§ **Dataset entries**
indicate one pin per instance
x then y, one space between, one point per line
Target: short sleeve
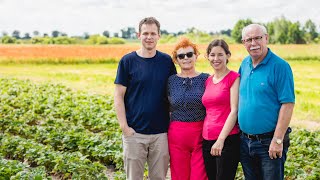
122 73
207 81
232 78
284 84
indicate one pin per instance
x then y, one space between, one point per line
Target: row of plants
63 165
71 135
47 131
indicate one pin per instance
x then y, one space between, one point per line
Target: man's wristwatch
277 140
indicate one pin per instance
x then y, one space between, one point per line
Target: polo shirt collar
265 60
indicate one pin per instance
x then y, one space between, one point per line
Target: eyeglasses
182 56
249 40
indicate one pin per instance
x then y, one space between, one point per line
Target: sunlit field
93 68
71 131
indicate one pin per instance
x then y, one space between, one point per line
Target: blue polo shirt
262 91
146 103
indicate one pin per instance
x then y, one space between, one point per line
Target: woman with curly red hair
185 91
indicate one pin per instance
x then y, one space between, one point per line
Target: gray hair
261 27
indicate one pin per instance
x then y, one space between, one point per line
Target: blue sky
75 17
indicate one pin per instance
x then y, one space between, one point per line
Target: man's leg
247 159
209 160
228 162
158 157
135 150
272 169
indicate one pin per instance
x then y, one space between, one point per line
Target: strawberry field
50 132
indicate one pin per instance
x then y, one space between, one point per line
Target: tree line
280 30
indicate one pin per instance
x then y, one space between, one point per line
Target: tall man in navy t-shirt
141 104
266 101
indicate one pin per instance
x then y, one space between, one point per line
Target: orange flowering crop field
73 53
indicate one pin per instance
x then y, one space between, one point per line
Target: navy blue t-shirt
145 98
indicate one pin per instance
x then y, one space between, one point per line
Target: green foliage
63 40
49 130
236 33
168 39
8 40
71 135
97 39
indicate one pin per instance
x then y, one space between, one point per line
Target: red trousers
185 148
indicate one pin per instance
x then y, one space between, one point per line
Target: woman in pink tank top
221 144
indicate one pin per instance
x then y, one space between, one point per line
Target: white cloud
94 16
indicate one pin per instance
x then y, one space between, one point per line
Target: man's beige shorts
141 148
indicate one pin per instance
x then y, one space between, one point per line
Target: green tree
106 33
55 33
236 33
16 34
26 36
36 33
295 35
8 40
310 30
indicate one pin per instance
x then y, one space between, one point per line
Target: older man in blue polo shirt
266 101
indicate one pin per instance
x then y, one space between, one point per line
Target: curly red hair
184 43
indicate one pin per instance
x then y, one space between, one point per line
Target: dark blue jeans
255 160
222 167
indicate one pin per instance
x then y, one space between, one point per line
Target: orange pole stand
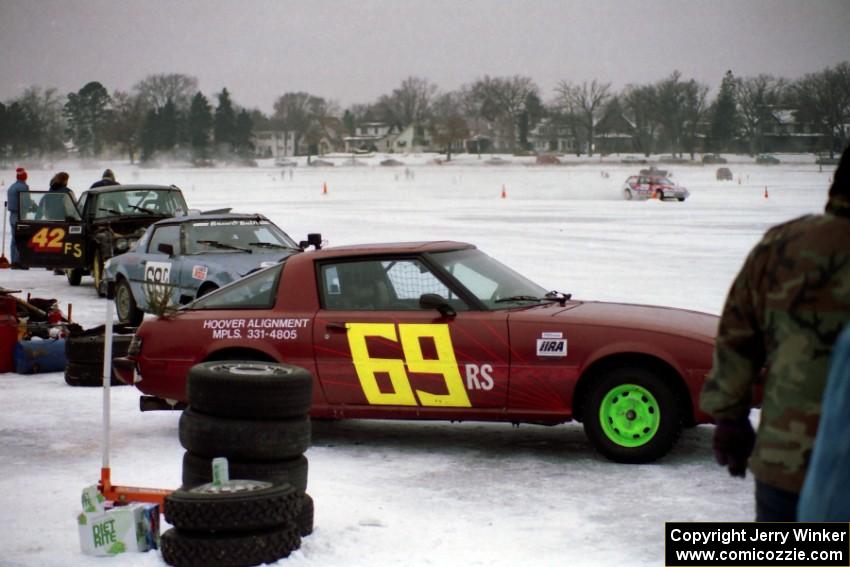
126 494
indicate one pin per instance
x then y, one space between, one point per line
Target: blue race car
180 259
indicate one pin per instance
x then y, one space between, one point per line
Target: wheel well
631 360
240 354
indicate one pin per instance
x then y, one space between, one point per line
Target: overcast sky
355 51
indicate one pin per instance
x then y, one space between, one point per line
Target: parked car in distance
104 222
653 187
442 331
712 159
178 260
767 159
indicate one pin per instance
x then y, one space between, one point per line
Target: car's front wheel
74 275
125 305
632 416
97 274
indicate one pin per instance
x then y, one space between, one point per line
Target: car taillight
135 347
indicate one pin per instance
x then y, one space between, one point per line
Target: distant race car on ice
80 237
180 259
653 187
441 331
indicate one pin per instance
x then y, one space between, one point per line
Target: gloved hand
733 443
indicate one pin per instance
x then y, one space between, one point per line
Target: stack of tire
84 354
255 415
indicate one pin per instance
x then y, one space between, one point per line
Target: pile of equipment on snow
32 334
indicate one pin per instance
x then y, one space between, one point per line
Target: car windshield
493 283
235 235
139 202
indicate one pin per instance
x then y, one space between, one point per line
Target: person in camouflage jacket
782 317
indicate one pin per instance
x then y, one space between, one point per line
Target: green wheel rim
629 415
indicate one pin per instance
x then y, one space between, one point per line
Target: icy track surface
410 494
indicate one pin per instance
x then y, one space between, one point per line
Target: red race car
439 330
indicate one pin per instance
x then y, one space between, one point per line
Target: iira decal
552 344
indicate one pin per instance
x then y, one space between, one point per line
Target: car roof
193 217
134 187
392 248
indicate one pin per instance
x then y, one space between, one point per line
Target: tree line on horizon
167 115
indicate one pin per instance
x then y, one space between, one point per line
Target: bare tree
639 102
824 98
503 99
410 103
156 90
584 102
756 97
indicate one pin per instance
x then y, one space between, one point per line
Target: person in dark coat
52 207
107 179
15 189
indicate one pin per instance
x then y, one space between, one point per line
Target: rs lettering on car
403 393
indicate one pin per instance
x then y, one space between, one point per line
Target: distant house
782 132
412 138
274 143
553 135
372 136
614 133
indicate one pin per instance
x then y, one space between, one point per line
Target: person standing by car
106 180
15 189
52 206
782 317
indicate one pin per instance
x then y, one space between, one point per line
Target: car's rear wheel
125 304
97 274
632 416
74 275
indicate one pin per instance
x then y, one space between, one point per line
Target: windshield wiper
143 209
217 244
272 245
558 296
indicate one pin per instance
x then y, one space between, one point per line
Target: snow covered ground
398 493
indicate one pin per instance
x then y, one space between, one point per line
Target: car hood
668 320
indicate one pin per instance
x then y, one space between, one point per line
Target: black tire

§ **Work instruction**
Nothing but the text of the listing should be set down, exactly, with the pictures left behind.

§ **Exercise answer**
indicate one pin per instance
x then y, one space between, one point per line
Target: short sleeve
122 73
207 81
232 78
284 84
indicate one pin per instance
x then y, one space between, one point per line
Target: row of plants
63 165
71 135
47 131
indicate one pin per instance
x then y, one space between, one point per line
Target: man's wristwatch
277 140
indicate one pin per instance
x then y, one space between, one point per line
Target: polo shirt collar
265 60
indicate one pin per instance
x then y, one space between, one point per line
Target: eyeglasses
182 56
249 40
indicate one pin per instance
x then y, one space between, one point per line
Target: sunlit field
93 68
71 131
indicate one pin per instance
x then y, one space between, one point per line
Target: blue polo shirt
262 91
146 103
indicate one pin per instance
x then y, one space between, one point per line
Target: woman with curly red hair
185 91
indicate one pin per instance
x then y, one space between, one point per line
Target: gray hair
261 27
indicate one pin per instance
x then y, one space between, one point per line
Target: blue sky
75 17
indicate one pin per instance
x then y, one space between, one point per line
Target: man's leg
247 159
209 160
228 162
158 157
135 150
272 169
indicate one pin per instance
x then y, one space between, one point per line
Target: strawberry field
50 132
indicate one pin per instance
x then y, one space between, one point per line
Target: tree line
280 30
indicate one pin per instance
x then y, one space between, one point per line
Target: tall man in navy t-shirt
141 104
266 101
indicate one pin per instance
x then y, one space between, one point per line
Target: orange flowering crop field
73 53
indicate one pin per instance
x then y, one space between, one point per line
Target: navy blue t-shirt
145 98
indicate one pin per instance
x then y, one space between, one point per line
Target: green foliage
63 40
49 130
236 33
168 39
8 40
71 135
97 39
indicate one pin per instance
x then y, one space between, one point per line
Target: red trousers
185 148
indicate one pin per instance
x then y, one space between, one point per line
Target: woman in pink tank top
221 144
indicate one pin per instance
x then y, one space between, one point per line
Target: white cloud
94 16
indicate one pin per instance
x then y, one space between, one point per line
Target: man's beige shorts
141 148
indicate one pin per instance
x then y, one space between, one point per line
Target: green tree
106 33
55 33
236 33
16 34
26 36
36 33
295 35
8 40
310 30
indicate one pin per instance
x then y, one space between, one point per line
Target: older man in blue polo shirt
266 101
indicate one pin per instance
x then y, one space between, one point per line
Target: curly red hair
184 43
indicate one pin per instance
x then y, one space between, one point per line
Target: dark blue jeans
255 160
222 167
indicate one pin per instance
x then y, one space between, one point per line
Target: orange pole stand
126 494
indicate one pin per instance
x then y, one space between, one point per line
Target: blue race car
180 259
indicate one pin per instance
x then y, one space between, one point per line
Target: wheel well
631 360
240 354
indicate one pin per instance
x then y, one space between, one point per line
Target: overcast sky
355 51
indicate one pin per instance
x then y, one space between, one point per line
Target: parked car in distance
104 222
653 187
442 331
712 159
178 260
767 159
indicate one pin per instance
x then y, one space between, one point per line
Target: car's front wheel
74 275
125 305
632 416
97 274
indicate one pin per instance
x then y, one space between, one point per line
Target: car taillight
135 347
indicate one pin per instance
x then y, one space between, one point per line
Target: distant race car on ice
80 237
180 259
653 187
441 331
indicate one pin per instance
x then y, one space between, one point per line
Target: gloved hand
733 443
indicate one pin per instance
x then y, one space between, one point per line
Target: stack of tire
84 354
255 415
indicate one pin per instance
x then y, one space between, one point per line
Target: pile of equipment on snow
32 334
indicate one pin per instance
x then y, one space between, one point per line
Target: car windshield
493 283
235 235
139 202
indicate one pin per instance
x then y, one space between, one point per line
Target: person in camouflage jacket
782 317
indicate one pin per instance
x then y, one space between, one point per line
Target: green wheel rim
629 415
indicate one pin per instance
x then y, one space between, one point per line
Target: icy track surface
410 494
indicate one pin per instance
x then y, one space between, one point per line
Target: red race car
439 330
indicate one pin per instance
x then y, one space between, one point per line
Target: iira decal
552 344
indicate one pin per instance
x then y, one space between, one point per line
Target: car roof
193 217
134 187
392 248
indicate one pin per instance
x then y, one space between, one point per line
Target: tree line on horizon
167 115
indicate one pin per instance
x then y, one space between, one point per line
Target: bare tree
639 102
824 98
503 99
410 103
156 90
584 102
756 97
indicate one pin per instance
x then y, one space between, one point per line
Target: person in dark coat
52 207
107 179
15 189
indicate one pin per instance
x then y, one space between, one point per line
Target: rs lettering on car
403 393
indicate one pin per instance
x then y, one space between, one point per line
Target: distant house
782 132
412 138
274 143
553 135
372 136
614 133
indicate one pin per instance
x then y, one space between, one point per line
Target: person standing by car
106 180
15 189
52 206
782 317
indicate one pin per instance
x then y, one space between, one point per line
Target: car's rear wheel
125 304
97 274
632 416
74 275
indicate one pin per instance
x then y, one space between, one point per line
Target: windshield wiper
143 209
217 244
272 245
558 296
indicate one pin per instance
x then y, one space between, one point per line
Target: snow covered ground
398 493
indicate one pin per instance
x then y, one space between, one point per line
Target: car hood
668 320
indicate one pin per instance
x then y, one space between, one point per line
Target: black tire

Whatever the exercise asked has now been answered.